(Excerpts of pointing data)
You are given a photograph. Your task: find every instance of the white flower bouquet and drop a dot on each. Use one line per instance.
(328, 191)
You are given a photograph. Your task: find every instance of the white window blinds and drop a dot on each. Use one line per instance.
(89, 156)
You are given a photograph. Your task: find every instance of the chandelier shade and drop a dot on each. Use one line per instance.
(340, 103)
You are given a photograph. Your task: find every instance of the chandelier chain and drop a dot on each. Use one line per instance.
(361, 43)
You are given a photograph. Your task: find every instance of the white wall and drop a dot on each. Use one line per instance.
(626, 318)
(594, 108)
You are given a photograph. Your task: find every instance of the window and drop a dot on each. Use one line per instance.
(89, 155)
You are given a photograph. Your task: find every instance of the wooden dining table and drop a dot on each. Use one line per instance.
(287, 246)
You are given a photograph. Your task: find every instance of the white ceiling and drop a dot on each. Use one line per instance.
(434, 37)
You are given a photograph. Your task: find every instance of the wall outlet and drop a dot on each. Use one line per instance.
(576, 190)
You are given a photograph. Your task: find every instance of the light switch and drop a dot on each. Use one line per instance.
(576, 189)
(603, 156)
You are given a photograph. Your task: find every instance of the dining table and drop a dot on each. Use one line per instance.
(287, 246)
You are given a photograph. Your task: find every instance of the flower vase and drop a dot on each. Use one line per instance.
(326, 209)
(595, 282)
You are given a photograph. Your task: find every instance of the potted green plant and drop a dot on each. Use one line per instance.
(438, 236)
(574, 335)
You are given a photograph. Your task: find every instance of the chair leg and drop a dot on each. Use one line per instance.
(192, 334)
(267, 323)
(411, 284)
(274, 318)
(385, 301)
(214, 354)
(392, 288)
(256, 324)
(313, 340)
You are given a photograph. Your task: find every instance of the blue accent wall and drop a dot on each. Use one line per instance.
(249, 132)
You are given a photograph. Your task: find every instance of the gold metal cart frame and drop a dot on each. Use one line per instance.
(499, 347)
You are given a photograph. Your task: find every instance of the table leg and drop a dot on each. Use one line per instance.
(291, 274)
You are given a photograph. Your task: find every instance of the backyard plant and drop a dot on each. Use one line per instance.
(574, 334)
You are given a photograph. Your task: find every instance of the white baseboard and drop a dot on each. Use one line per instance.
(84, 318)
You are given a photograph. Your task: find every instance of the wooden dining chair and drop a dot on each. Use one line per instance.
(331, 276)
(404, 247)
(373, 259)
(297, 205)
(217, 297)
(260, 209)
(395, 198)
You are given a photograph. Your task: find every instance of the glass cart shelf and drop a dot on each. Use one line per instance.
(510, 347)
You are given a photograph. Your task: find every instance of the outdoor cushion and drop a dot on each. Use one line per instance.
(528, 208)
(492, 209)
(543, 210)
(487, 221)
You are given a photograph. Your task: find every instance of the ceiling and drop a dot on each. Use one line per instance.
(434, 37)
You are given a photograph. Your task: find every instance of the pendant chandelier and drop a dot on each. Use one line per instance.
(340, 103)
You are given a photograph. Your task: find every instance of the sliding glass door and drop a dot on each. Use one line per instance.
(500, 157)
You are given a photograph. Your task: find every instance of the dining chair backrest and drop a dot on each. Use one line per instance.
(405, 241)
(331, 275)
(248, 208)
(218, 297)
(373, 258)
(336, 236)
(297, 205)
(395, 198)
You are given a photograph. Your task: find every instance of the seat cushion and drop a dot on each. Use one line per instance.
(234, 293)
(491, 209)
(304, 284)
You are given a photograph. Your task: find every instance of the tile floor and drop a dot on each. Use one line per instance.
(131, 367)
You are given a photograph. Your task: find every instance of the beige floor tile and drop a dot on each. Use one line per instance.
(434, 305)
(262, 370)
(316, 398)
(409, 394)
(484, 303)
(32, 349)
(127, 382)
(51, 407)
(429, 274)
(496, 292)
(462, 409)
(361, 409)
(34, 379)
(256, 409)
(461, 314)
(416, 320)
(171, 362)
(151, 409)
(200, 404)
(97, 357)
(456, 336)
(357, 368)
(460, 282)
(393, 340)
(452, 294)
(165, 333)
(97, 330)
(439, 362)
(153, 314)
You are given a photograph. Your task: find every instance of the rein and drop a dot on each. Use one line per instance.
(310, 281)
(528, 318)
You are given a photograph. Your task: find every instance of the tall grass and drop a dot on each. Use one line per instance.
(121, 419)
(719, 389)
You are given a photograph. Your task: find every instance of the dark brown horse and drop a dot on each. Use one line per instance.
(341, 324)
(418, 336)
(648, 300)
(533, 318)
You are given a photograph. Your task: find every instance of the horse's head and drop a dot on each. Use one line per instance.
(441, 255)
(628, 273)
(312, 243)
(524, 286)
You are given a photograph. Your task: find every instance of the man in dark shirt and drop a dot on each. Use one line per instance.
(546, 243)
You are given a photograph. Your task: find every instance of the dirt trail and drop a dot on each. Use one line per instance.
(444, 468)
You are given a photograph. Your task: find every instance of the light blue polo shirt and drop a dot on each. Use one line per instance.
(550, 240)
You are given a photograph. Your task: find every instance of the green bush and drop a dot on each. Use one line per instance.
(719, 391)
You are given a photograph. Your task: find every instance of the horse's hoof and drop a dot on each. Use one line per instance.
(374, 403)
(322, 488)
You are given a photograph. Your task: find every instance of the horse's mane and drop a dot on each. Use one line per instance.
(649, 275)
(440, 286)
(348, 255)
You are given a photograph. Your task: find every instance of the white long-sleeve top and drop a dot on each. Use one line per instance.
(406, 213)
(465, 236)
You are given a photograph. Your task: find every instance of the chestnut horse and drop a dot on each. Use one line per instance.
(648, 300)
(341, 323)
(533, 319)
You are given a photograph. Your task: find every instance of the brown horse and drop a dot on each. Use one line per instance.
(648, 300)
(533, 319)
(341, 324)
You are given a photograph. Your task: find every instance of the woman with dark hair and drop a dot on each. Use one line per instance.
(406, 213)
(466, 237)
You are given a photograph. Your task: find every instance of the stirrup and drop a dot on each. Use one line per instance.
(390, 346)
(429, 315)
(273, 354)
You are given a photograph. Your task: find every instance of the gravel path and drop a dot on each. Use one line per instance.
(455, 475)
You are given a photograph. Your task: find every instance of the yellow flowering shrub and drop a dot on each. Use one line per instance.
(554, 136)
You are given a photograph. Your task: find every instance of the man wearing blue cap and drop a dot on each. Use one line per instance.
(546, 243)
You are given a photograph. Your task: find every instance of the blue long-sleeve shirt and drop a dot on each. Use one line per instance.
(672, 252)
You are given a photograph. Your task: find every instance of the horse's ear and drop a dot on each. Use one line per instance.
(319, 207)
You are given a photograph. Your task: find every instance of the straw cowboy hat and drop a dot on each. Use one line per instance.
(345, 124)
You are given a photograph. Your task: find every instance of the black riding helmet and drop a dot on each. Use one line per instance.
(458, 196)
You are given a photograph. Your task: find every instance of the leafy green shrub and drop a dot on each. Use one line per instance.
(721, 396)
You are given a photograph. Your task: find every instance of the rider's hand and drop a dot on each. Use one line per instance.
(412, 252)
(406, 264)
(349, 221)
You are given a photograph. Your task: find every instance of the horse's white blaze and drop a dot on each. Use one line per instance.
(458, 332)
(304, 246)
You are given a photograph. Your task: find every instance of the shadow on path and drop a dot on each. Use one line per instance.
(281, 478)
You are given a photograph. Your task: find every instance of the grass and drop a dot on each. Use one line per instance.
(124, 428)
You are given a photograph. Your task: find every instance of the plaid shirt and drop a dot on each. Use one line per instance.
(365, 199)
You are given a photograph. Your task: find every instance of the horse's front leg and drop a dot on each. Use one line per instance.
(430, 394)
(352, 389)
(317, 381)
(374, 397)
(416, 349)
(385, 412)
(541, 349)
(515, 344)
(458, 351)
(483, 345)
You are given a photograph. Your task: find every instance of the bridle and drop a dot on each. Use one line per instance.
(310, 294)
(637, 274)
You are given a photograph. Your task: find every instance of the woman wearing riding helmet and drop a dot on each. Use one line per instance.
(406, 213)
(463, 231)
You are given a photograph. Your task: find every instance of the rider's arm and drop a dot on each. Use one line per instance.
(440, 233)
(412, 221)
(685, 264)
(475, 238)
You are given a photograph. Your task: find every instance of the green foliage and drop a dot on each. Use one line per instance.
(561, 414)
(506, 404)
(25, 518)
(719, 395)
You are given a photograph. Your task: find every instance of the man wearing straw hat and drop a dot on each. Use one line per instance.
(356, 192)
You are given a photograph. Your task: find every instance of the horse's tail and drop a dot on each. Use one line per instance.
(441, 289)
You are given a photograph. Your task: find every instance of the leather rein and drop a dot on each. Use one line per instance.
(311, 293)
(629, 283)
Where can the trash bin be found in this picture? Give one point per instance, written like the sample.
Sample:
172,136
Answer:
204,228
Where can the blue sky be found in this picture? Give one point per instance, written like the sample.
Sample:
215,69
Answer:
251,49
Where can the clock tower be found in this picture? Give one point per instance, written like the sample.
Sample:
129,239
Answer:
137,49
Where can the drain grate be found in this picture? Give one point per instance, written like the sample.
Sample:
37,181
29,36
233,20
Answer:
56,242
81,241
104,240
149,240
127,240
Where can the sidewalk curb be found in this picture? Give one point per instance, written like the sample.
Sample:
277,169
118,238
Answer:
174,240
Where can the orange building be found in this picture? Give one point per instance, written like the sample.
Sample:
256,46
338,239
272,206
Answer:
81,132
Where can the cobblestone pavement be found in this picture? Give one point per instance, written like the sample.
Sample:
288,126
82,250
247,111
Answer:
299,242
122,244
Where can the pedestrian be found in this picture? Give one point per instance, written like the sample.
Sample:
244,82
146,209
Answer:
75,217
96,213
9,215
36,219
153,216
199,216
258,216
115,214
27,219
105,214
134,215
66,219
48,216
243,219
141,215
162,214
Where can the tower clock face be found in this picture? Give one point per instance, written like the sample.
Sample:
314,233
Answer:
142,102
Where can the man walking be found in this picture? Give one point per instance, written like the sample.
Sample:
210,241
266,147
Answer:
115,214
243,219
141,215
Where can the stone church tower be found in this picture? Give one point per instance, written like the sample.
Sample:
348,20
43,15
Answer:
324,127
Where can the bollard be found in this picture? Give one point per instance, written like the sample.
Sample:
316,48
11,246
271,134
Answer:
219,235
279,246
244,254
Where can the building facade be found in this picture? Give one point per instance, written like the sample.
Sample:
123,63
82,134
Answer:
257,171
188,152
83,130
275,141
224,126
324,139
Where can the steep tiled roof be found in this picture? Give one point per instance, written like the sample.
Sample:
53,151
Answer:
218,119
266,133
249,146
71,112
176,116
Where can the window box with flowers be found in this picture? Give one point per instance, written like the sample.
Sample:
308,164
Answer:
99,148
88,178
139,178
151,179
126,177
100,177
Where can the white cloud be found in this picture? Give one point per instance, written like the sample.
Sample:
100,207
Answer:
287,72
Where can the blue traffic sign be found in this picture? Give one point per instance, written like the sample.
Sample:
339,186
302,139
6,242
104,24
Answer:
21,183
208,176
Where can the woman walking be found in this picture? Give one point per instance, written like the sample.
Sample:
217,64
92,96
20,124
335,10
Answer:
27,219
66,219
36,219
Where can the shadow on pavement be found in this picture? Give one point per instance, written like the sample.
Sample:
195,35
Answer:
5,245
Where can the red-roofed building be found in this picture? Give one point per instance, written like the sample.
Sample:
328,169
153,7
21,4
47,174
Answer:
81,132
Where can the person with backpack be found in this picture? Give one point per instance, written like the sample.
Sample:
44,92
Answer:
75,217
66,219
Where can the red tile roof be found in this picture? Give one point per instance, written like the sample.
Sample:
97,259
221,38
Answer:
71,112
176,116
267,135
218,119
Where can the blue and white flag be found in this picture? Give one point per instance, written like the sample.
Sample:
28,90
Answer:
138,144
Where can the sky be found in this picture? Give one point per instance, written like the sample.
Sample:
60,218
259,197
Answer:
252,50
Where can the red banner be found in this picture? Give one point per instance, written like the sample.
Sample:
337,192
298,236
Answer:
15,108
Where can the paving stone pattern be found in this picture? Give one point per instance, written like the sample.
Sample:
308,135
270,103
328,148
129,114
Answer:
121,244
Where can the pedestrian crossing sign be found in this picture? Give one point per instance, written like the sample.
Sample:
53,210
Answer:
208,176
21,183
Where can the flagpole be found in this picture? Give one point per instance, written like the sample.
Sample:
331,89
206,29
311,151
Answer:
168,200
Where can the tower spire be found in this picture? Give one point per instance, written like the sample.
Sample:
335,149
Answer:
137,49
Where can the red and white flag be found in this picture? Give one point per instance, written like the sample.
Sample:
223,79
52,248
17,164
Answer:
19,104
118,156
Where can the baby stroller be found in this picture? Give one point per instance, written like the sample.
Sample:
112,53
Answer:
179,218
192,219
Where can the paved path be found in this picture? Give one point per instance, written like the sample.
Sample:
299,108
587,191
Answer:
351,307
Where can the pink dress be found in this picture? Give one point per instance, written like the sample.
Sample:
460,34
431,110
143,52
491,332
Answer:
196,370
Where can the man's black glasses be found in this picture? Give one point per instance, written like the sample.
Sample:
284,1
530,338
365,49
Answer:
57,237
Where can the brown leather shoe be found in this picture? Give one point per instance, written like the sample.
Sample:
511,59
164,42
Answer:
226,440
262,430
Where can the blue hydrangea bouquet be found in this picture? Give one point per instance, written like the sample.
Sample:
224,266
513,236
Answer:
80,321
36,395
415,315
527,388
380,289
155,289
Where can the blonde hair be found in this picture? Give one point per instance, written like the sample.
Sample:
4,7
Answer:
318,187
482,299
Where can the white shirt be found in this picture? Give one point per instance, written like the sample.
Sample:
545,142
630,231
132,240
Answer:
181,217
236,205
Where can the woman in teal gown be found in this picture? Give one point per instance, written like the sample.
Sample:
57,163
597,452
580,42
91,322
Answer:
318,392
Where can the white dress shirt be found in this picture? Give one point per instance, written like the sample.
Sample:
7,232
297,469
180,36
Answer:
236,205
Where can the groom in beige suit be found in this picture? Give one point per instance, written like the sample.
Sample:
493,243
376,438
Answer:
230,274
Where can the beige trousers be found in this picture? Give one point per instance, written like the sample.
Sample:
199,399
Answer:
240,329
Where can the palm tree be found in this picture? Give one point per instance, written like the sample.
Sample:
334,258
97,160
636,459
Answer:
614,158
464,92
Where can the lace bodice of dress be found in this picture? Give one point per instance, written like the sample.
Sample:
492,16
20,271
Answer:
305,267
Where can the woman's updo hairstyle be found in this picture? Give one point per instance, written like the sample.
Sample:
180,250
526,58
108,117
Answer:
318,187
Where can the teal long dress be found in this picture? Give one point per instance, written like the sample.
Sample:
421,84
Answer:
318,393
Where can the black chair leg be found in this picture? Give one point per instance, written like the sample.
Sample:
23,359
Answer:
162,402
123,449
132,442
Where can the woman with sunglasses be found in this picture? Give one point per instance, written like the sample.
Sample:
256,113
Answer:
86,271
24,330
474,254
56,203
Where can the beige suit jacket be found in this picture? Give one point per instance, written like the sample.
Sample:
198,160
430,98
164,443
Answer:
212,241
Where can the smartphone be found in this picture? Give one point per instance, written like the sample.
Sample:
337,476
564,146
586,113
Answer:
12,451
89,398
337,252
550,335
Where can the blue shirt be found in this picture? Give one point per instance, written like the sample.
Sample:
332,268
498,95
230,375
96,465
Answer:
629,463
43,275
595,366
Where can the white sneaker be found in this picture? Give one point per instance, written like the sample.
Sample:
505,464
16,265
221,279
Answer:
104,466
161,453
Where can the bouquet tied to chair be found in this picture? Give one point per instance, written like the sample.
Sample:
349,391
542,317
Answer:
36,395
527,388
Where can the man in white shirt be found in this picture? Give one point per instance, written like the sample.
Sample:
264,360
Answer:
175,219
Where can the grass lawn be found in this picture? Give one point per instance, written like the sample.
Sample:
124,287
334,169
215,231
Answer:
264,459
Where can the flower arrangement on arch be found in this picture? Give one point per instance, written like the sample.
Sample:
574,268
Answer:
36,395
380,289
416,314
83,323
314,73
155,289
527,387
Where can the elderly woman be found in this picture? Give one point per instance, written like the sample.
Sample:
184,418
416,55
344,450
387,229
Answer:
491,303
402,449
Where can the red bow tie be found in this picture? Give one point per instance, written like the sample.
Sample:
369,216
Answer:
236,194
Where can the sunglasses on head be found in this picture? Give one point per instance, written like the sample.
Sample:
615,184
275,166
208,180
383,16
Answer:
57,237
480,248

Aim: Return the line that contains "Where can the grass" and all lines after it, verbatim, and nothing else.

Response to the exercise:
Where can the grass lawn be found in this picture? Give one point per instance, written like the sample.
Sample:
124,287
334,169
215,231
Answer:
264,459
Where can the flower arrangement on arch be found in this picture? Give one point per instance, written like the sample.
Sample:
574,268
Answer:
36,395
380,289
416,314
83,323
314,73
155,289
527,387
Where can the elderly woman be found in this picture? Give one point per instance, written like the sample.
Sample:
184,418
416,55
344,450
387,229
Answer:
491,303
402,449
Where can the red bow tie be found in this picture? Give one point per instance, written like the sample.
Sample:
369,216
Answer:
236,194
Where can the sunglasses on head be found in this picture? Give one point per instance, written like the sample.
Sample:
615,184
275,166
208,180
383,16
Answer:
57,237
480,248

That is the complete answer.